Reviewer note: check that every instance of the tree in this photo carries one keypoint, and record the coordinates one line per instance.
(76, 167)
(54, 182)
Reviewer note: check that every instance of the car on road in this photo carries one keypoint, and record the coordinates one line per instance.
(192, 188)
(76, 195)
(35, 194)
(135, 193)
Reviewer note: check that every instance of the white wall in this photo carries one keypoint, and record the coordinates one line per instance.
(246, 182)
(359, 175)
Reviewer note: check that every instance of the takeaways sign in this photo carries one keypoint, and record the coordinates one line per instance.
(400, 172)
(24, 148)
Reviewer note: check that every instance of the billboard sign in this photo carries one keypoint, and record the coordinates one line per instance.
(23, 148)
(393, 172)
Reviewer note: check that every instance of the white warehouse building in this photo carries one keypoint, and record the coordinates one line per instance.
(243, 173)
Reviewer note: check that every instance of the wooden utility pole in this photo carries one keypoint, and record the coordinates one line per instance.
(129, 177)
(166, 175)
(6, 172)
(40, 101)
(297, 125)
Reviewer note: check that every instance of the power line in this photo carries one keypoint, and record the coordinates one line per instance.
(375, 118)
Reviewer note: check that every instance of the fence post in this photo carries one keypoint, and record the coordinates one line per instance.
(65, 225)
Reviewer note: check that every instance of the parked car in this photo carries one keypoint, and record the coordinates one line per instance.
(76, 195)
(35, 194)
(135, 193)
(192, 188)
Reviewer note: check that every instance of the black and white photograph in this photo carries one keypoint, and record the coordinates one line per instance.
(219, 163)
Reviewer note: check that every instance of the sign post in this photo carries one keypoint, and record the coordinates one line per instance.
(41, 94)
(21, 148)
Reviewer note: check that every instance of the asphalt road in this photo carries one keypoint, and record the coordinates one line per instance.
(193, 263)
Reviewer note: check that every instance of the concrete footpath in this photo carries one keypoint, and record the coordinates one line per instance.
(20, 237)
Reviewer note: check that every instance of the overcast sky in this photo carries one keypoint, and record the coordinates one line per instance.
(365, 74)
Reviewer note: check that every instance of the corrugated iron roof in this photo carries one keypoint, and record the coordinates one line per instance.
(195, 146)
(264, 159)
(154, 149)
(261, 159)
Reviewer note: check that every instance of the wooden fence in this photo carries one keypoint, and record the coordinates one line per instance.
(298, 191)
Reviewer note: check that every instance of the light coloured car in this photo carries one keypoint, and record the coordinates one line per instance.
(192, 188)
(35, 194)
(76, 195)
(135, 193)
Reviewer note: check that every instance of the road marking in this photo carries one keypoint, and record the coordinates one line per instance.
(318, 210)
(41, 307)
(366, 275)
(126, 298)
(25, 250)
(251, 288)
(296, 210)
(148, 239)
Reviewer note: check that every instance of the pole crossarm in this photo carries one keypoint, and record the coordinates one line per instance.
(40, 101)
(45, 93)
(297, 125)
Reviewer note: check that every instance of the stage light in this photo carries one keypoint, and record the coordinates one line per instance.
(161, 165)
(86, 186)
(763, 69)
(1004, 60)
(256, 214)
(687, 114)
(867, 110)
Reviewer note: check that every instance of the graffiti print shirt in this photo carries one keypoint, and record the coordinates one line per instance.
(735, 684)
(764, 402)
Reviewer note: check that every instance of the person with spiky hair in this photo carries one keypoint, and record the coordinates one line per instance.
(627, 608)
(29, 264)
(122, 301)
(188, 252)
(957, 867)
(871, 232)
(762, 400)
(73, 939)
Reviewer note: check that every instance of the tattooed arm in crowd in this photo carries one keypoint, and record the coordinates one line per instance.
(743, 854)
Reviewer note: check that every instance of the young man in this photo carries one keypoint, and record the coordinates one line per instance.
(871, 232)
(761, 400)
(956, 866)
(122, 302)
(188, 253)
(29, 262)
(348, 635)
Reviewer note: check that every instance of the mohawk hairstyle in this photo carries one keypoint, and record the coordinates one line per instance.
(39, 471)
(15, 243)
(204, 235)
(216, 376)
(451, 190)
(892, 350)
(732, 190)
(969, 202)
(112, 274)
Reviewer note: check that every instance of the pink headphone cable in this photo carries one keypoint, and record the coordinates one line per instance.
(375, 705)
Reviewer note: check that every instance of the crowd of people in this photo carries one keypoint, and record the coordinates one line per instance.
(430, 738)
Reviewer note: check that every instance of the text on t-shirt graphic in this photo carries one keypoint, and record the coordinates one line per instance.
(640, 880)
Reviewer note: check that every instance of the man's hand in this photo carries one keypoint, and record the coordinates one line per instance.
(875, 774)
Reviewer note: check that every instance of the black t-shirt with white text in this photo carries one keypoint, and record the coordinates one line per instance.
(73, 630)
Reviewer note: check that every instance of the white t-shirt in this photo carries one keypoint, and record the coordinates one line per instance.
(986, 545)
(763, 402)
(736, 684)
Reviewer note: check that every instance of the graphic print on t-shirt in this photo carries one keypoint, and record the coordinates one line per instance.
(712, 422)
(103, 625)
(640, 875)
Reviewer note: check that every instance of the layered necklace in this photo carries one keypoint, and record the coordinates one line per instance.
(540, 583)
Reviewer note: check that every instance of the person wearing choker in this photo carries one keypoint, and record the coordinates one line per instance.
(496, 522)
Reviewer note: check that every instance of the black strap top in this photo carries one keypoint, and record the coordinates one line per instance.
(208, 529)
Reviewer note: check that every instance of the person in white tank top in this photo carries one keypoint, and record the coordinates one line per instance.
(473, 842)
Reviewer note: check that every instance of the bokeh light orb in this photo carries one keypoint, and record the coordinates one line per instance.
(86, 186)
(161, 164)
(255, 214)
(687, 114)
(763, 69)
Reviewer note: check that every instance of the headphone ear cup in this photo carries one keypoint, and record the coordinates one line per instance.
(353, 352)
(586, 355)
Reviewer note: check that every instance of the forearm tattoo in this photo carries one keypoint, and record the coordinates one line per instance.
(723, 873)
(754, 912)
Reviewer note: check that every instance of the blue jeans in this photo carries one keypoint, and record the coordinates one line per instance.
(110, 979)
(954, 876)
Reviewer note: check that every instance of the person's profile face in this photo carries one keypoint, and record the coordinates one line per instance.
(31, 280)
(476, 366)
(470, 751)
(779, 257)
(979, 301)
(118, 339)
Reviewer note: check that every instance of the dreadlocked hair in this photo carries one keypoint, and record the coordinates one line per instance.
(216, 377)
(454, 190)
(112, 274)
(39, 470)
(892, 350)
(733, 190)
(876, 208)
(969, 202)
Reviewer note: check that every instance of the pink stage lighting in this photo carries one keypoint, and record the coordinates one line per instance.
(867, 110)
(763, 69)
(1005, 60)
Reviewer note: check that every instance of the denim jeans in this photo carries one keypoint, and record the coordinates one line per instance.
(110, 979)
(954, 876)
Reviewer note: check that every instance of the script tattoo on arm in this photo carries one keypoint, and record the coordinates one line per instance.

::::::::::

Could you lay out all of the rows above as a JSON list of strings, one string per line, leaving out any blank lines?

- Task result
[
  "Reviewer note: check that every instance of the tree in this photo carries one keypoint, and record the coordinates one line per instance.",
  "(76, 167)",
  "(54, 182)",
  "Reviewer note: check that every instance of the car on road in this photo carries one keypoint, and record the coordinates one line per instance.",
  "(192, 188)",
  "(76, 195)",
  "(35, 194)",
  "(135, 193)",
  "Reviewer note: check that every instance of the white wall in this photo carries one keypoint, and record the coordinates one line per instance.",
  "(246, 182)",
  "(359, 175)",
  "Reviewer note: check that every instance of the takeaways sign in this photo carries one keypoint, and record the coordinates one line per instance.",
  "(400, 172)",
  "(24, 148)",
  "Reviewer note: check that every instance of the billboard sign in this photo carries one keypoint, and record the coordinates one line per instance.",
  "(23, 148)",
  "(393, 172)",
  "Reviewer note: check that every instance of the white warehouse building in this photo carries one keypoint, and record the coordinates one line per instance.",
  "(243, 173)",
  "Reviewer note: check that every instance of the wooden utility pole in this photo carries one keypoint, and record the coordinates one line per instance.",
  "(129, 177)",
  "(166, 175)",
  "(6, 172)",
  "(40, 101)",
  "(297, 125)",
  "Reviewer note: check that every instance of the power line in this photo carries one keypoint, and record the coordinates one line per instance.",
  "(375, 118)",
  "Reviewer note: check that every instance of the fence post in this photo carries one keypoint, and record the coordinates one line per instance.",
  "(65, 225)",
  "Reviewer note: check that every instance of the parked car in this photo carries one keypoint, and record the coordinates one line per instance.",
  "(76, 195)",
  "(35, 194)",
  "(135, 193)",
  "(192, 188)",
  "Reviewer note: check that every instance of the black and white photograph in this photo carries one keypoint, and record the coordinates one line per instance.",
  "(219, 163)",
  "Reviewer note: check that every instance of the sign post in this photo carries one keypoint, and record the coordinates one line per instance.",
  "(41, 94)",
  "(21, 148)",
  "Reviewer note: check that every instance of the asphalt road in this photo carries one keypoint, and record the coordinates one line per instance.",
  "(193, 263)",
  "Reviewer note: check that every instance of the concrete footpath in this photo carries one keypoint, and record the coordinates one line per instance.",
  "(20, 237)",
  "Reviewer note: check that every instance of the overcast sky in this photo carries one keypoint, and record the coordinates one line per instance.",
  "(365, 74)",
  "Reviewer note: check that every instance of the corrugated iron roof in this photo carries one keypoint, and record the coordinates one line per instance.",
  "(195, 146)",
  "(264, 159)",
  "(154, 149)",
  "(261, 159)",
  "Reviewer note: check that every instance of the wooden fence in this photo carries one keypoint, and record the coordinates one line per instance.",
  "(298, 191)",
  "Reviewer note: check that every instance of the light coloured car in this photo carries one keypoint, and record the coordinates one line per instance.",
  "(192, 188)",
  "(35, 194)",
  "(76, 195)",
  "(135, 193)",
  "Reviewer note: check that every instance of the road marking in this photo carries one keypoint, and record the coordinates one line per instance.",
  "(318, 210)",
  "(41, 307)",
  "(366, 275)",
  "(126, 298)",
  "(25, 250)",
  "(251, 288)",
  "(296, 210)",
  "(148, 239)",
  "Reviewer note: check that every instance of the pole crossarm in this photo carries one keypoint, and record the coordinates one line per instance.",
  "(40, 101)",
  "(45, 93)",
  "(297, 125)",
  "Reviewer note: check that every instance of the stage light in this photo carries one keypoint, and record the coordinates one line per instance.",
  "(161, 165)",
  "(86, 186)",
  "(763, 69)",
  "(1004, 60)",
  "(256, 214)",
  "(687, 114)",
  "(867, 110)",
  "Reviewer note: check that every instance of the graffiti print shirt in this photo carries one keypoint, and record the coordinates one line per instance.",
  "(735, 684)",
  "(764, 402)",
  "Reviewer note: check that every instance of the person with spiky hair in this photo carries one keypoint, and record the coordinates one line per instance.",
  "(627, 608)",
  "(29, 264)",
  "(122, 301)",
  "(188, 252)",
  "(957, 867)",
  "(871, 232)",
  "(762, 400)",
  "(73, 939)",
  "Reviewer note: check that every instance of the tattooed arm in crowd in this photo carries one keypoint, and record the coordinates one line per instance.",
  "(743, 854)",
  "Reviewer note: check that every instance of the young man in this photo carries one keypoint, and record the coordinates one line per instance.",
  "(871, 232)",
  "(761, 400)",
  "(956, 866)",
  "(122, 302)",
  "(188, 253)",
  "(29, 262)",
  "(348, 635)",
  "Reviewer note: check that every instance of the mohawk hairstyle in this photo carries one keypoint, and record the coordinates one line per instance.",
  "(39, 471)",
  "(15, 243)",
  "(204, 235)",
  "(216, 376)",
  "(451, 190)",
  "(892, 350)",
  "(732, 190)",
  "(969, 202)",
  "(112, 274)",
  "Reviewer note: check that every instance of the pink headphone cable in this photo carries one keypoint, and record the coordinates one line per instance.",
  "(375, 705)",
  "Reviewer note: check that every instance of the crowd of people in this photo carries one keypoint, and record the coordinates one line per instance.",
  "(430, 738)",
  "Reviewer note: check that every instance of the text on t-shirt graphic in this photo carries one keypoint, and record the coordinates one line per instance.",
  "(640, 880)",
  "Reviewer note: check that every instance of the man's hand in this photo carries one keypoint, and record the coordinates one line per instance.",
  "(875, 774)",
  "Reviewer note: check that every instance of the black t-shirt with white text in this photo carries one keypoint, and record the coordinates one line per instance.",
  "(73, 630)",
  "Reviewer note: check that every instance of the white t-shirt in this photo carries one keypoint, and record the coordinates one line per instance.",
  "(986, 545)",
  "(763, 402)",
  "(736, 684)",
  "Reviewer note: check that every instance of the graphic print on t-shirt in this photo carries one keypoint, and record the coordinates one line per instance.",
  "(712, 422)",
  "(103, 625)",
  "(640, 875)",
  "Reviewer note: check that every instance of the layered necklace in this photo carries one keypoint, and record the coordinates one line per instance.",
  "(540, 583)",
  "Reviewer note: check that every instance of the person wearing choker in this photo carries one keypoint, and record the coordinates one line per instance.",
  "(496, 522)",
  "Reviewer note: check that every instance of the black strap top in this photo carries one keypoint, and record the coordinates one line per instance.",
  "(208, 529)",
  "Reviewer note: check that every instance of the person in white tank top in this photo carries one keypoint, and record the coordinates one line per instance.",
  "(473, 842)",
  "Reviewer note: check that every instance of the bokeh light orb in this photo carries one keypoint, and record the coordinates one line per instance.",
  "(86, 186)",
  "(161, 164)",
  "(255, 214)",
  "(687, 114)",
  "(763, 69)",
  "Reviewer note: check that every instance of the headphone ear cup in this photo carries one keypoint, and record the coordinates one line per instance.",
  "(353, 352)",
  "(586, 355)",
  "Reviewer note: check that every instance of the forearm tattoo in this photo carries one keypoint, and record the coordinates one line per instance.",
  "(723, 873)",
  "(754, 912)",
  "Reviewer note: check that every instance of the blue jeans in this photo carries one keypoint, and record the coordinates one line per instance.",
  "(110, 979)",
  "(954, 876)",
  "Reviewer note: check that every instance of the person's profile face in this photo carries one keypoint, and record the coordinates one line per instance.",
  "(31, 280)",
  "(476, 366)",
  "(470, 751)",
  "(779, 257)",
  "(979, 301)",
  "(118, 339)",
  "Reviewer note: check that every instance of the dreadlocked hair in this photo carries one keypoint, and record the coordinates one line per instance.",
  "(216, 377)",
  "(454, 190)",
  "(112, 274)",
  "(39, 470)",
  "(892, 350)",
  "(733, 190)",
  "(876, 208)",
  "(969, 202)",
  "Reviewer note: check that every instance of the pink stage lighting in this photo carries one keypoint, and record the coordinates one line per instance.",
  "(867, 110)",
  "(763, 69)",
  "(1005, 60)",
  "Reviewer note: check that every instance of the denim jeans in this photo carries one keypoint, and record the coordinates one line per instance.",
  "(110, 979)",
  "(954, 876)",
  "Reviewer note: check that every instance of the script tattoo on arm in this photo carries one keypoint, and record the coordinates one line per instance."
]